Task goal:
Task for the records below: repeat the line containing "the beer in" and every line after it, exactly and with nothing else, but leave out the pictures.

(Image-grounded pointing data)
=== Section Start ===

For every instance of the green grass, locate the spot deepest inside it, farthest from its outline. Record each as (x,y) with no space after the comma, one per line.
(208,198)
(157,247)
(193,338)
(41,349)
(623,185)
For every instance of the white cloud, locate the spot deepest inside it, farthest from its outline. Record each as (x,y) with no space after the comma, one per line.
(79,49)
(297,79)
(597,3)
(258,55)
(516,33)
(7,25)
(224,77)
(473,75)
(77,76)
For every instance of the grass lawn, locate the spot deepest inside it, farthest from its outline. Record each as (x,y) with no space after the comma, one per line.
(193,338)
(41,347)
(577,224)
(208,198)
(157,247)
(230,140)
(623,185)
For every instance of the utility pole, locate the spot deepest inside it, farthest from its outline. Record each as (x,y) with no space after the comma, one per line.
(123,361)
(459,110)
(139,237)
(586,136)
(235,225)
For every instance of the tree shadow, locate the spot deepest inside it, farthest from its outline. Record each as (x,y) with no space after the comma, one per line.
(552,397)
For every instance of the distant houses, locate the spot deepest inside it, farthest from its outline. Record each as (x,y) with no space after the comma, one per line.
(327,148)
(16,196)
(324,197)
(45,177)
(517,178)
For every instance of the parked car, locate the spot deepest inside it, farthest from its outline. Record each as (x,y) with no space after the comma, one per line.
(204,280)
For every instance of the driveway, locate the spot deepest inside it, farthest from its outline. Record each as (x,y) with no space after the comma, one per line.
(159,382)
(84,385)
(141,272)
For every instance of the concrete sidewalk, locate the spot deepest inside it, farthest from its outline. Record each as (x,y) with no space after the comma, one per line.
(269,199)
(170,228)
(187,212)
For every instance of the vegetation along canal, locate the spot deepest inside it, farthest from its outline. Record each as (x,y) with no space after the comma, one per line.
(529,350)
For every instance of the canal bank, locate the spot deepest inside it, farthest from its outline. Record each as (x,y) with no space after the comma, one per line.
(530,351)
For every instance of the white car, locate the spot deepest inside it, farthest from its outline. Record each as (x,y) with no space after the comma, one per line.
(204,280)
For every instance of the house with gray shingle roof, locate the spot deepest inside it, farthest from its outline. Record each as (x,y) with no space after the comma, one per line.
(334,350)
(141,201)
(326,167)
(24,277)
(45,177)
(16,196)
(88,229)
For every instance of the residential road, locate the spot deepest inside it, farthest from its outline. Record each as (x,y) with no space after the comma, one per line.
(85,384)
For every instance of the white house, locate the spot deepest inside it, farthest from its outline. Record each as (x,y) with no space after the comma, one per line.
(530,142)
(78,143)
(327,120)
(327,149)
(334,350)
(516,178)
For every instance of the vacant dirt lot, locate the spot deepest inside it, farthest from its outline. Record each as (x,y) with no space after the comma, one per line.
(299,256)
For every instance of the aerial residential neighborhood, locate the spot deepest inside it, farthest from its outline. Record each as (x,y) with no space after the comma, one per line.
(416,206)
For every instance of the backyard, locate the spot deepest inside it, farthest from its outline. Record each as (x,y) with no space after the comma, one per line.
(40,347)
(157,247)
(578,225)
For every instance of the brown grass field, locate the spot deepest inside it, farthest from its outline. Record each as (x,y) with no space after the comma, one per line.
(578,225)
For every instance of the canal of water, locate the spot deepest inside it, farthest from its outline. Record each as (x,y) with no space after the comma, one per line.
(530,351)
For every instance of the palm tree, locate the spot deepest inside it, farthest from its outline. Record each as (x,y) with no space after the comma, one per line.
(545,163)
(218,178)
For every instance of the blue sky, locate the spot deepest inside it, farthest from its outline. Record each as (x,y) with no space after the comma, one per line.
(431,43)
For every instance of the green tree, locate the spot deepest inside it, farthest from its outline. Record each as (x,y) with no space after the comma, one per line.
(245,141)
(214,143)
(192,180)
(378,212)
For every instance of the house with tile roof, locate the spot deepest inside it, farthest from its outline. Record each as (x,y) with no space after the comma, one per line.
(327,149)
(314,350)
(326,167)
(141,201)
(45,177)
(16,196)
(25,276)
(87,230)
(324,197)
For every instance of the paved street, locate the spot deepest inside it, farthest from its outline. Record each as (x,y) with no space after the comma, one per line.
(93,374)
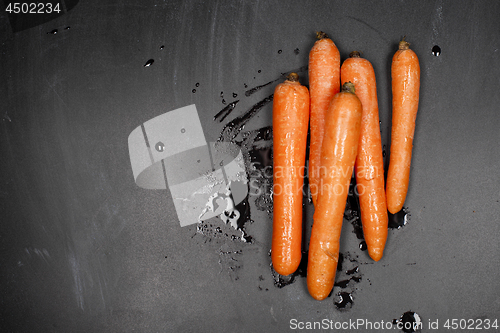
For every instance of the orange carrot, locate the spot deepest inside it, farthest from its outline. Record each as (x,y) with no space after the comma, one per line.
(369,168)
(324,83)
(338,155)
(290,124)
(405,70)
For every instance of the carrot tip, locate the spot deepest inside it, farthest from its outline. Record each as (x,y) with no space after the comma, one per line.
(321,35)
(348,87)
(355,54)
(293,77)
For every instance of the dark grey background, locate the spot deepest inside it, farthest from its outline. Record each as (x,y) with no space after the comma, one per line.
(83,249)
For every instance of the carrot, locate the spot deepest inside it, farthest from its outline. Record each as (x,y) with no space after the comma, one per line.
(290,124)
(324,83)
(369,167)
(338,154)
(405,71)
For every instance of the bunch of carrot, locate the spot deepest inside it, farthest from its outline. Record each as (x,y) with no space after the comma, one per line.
(340,109)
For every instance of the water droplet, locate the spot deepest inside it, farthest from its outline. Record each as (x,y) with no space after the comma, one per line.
(345,300)
(160,146)
(436,51)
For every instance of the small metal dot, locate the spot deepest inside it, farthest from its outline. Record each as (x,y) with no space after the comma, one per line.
(160,146)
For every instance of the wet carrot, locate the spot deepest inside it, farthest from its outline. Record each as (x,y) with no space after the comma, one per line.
(290,124)
(338,155)
(324,83)
(369,168)
(405,71)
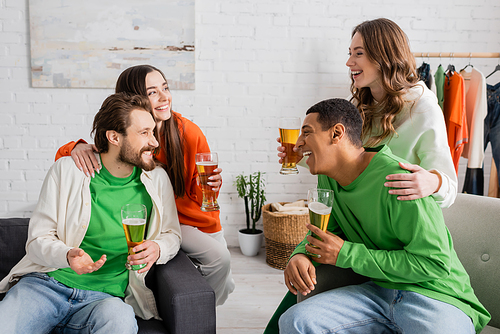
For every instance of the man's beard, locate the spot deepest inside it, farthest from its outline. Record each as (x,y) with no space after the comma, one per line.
(128,156)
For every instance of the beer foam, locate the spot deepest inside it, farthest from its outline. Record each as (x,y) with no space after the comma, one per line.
(206,163)
(319,208)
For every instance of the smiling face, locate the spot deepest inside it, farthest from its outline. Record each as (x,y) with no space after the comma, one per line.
(315,144)
(364,72)
(138,145)
(159,95)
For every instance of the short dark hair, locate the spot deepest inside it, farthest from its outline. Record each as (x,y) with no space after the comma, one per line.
(114,115)
(334,111)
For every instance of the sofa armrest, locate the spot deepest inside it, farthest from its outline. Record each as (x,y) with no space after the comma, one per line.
(185,300)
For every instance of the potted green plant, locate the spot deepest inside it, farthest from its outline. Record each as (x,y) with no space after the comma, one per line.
(252,189)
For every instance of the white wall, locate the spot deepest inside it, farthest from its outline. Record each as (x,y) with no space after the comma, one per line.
(255,61)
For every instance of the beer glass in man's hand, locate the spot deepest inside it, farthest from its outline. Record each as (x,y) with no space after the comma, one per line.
(289,133)
(206,163)
(320,203)
(134,223)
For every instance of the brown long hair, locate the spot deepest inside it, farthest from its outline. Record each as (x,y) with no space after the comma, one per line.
(386,46)
(133,80)
(114,115)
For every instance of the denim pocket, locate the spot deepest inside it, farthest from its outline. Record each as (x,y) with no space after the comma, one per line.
(43,276)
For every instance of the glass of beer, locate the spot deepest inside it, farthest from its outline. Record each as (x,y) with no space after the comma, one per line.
(206,163)
(134,224)
(289,133)
(320,203)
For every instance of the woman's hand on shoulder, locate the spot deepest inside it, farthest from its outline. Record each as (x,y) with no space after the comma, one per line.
(84,158)
(417,184)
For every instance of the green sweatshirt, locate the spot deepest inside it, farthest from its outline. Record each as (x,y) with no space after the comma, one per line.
(401,245)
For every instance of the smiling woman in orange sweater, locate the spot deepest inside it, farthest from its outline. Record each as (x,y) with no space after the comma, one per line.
(180,139)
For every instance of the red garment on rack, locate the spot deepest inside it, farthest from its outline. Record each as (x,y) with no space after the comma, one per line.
(454,114)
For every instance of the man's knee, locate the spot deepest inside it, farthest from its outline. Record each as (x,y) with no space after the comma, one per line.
(288,320)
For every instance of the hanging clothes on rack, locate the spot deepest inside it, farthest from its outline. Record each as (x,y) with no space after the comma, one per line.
(476,109)
(454,114)
(439,77)
(492,123)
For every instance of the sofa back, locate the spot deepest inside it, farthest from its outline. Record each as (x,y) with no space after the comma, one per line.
(474,223)
(13,236)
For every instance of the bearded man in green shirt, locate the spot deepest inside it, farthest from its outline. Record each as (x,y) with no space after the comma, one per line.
(416,281)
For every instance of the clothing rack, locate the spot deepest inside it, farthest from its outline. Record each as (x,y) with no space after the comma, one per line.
(456,54)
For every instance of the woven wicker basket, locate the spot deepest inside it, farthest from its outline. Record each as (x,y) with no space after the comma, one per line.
(283,232)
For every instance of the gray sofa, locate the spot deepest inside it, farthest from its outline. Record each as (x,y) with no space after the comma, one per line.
(474,223)
(185,300)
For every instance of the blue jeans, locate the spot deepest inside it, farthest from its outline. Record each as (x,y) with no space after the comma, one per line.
(369,308)
(40,304)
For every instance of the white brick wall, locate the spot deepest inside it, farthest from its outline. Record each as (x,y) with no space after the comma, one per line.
(255,61)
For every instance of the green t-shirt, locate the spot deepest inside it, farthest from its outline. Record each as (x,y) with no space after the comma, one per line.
(105,234)
(401,245)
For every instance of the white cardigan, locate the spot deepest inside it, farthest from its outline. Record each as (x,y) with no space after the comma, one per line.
(61,218)
(421,139)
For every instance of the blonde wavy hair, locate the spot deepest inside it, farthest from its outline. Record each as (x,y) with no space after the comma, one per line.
(387,47)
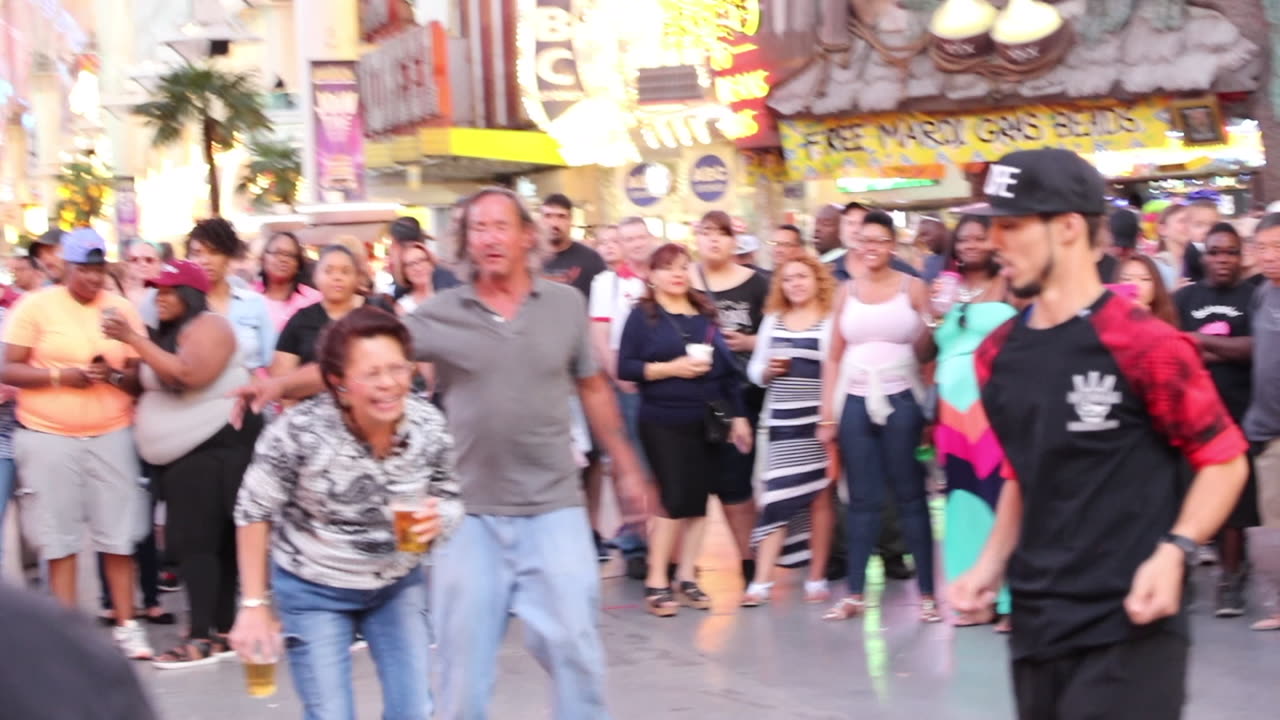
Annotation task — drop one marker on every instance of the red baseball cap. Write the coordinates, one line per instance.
(181, 273)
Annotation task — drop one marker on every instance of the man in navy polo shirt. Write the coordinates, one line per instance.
(1096, 404)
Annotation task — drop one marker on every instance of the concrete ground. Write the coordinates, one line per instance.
(780, 662)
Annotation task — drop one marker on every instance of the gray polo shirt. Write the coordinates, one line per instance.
(1262, 420)
(507, 387)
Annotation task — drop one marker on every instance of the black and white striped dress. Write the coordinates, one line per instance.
(796, 468)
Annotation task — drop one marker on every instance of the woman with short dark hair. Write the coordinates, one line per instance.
(282, 278)
(673, 349)
(316, 499)
(213, 245)
(190, 368)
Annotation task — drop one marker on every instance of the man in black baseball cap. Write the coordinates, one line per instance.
(1096, 405)
(406, 231)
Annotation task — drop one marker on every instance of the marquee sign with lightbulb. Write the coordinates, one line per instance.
(681, 82)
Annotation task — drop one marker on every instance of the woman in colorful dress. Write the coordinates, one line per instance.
(968, 452)
(796, 518)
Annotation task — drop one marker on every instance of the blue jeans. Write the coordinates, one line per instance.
(872, 455)
(543, 570)
(7, 477)
(631, 537)
(319, 627)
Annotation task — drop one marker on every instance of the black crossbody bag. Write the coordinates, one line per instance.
(717, 417)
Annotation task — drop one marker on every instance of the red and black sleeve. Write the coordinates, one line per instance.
(1164, 367)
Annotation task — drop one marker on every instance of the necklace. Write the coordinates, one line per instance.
(968, 295)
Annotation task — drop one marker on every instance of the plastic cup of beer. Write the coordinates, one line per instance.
(260, 675)
(945, 292)
(402, 519)
(699, 351)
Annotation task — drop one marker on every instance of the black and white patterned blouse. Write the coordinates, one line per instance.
(328, 497)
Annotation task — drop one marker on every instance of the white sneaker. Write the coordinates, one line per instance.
(132, 641)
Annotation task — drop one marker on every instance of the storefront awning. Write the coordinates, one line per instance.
(461, 154)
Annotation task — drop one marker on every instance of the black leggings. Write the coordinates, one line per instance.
(200, 490)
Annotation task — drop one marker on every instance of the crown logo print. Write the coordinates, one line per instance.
(1093, 397)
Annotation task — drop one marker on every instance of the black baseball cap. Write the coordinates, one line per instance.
(406, 229)
(1124, 228)
(1047, 181)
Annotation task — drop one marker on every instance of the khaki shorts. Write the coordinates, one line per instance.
(72, 484)
(1266, 465)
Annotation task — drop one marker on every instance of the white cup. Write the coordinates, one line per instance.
(699, 351)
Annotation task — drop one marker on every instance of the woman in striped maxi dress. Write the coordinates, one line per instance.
(796, 518)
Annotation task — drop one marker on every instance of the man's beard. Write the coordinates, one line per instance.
(1034, 287)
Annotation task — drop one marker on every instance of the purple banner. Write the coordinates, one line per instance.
(339, 132)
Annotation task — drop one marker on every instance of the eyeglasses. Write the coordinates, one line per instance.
(398, 373)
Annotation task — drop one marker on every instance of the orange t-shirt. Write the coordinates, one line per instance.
(64, 333)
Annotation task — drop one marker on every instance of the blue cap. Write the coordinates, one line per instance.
(83, 246)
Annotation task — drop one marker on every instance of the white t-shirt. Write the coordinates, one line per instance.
(613, 295)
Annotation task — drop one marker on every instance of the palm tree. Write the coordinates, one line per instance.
(224, 104)
(273, 173)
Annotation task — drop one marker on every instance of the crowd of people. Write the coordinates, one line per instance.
(278, 418)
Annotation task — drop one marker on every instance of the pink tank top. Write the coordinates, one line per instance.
(880, 340)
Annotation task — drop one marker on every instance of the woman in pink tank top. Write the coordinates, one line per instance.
(872, 370)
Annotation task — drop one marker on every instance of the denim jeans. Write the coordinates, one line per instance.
(543, 570)
(631, 537)
(878, 456)
(320, 623)
(7, 477)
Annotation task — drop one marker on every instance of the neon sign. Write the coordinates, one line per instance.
(685, 76)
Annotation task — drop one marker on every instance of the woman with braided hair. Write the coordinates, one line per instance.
(213, 245)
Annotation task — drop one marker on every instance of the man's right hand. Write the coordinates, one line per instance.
(256, 636)
(688, 368)
(257, 395)
(73, 377)
(974, 592)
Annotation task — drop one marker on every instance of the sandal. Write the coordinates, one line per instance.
(693, 596)
(757, 595)
(192, 654)
(817, 592)
(973, 619)
(661, 602)
(929, 611)
(222, 646)
(845, 609)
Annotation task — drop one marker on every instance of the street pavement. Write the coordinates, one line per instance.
(781, 661)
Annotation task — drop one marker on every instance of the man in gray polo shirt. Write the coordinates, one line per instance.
(510, 349)
(1262, 420)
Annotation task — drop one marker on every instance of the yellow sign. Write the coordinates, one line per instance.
(830, 147)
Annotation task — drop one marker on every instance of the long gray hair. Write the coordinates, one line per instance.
(534, 260)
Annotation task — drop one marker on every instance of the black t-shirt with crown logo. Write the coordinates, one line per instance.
(1096, 417)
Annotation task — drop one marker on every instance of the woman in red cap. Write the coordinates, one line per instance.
(188, 368)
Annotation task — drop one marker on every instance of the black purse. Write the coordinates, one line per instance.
(716, 417)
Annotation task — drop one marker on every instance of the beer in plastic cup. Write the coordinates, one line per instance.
(699, 351)
(260, 677)
(946, 290)
(402, 520)
(781, 354)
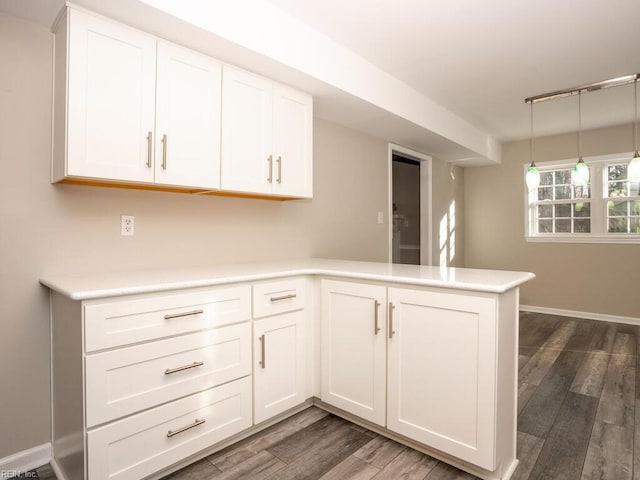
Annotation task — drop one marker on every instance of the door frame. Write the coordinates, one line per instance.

=== Section End ===

Answer space:
Annotation task — drop one marker on every instance of the beer in plastic cup. Write the coordinates, one line per instance.
(699, 351)
(260, 677)
(946, 290)
(402, 520)
(781, 354)
Annotation task — drop one marker on every instance of the door frame. Write the coordinates, one line per instance.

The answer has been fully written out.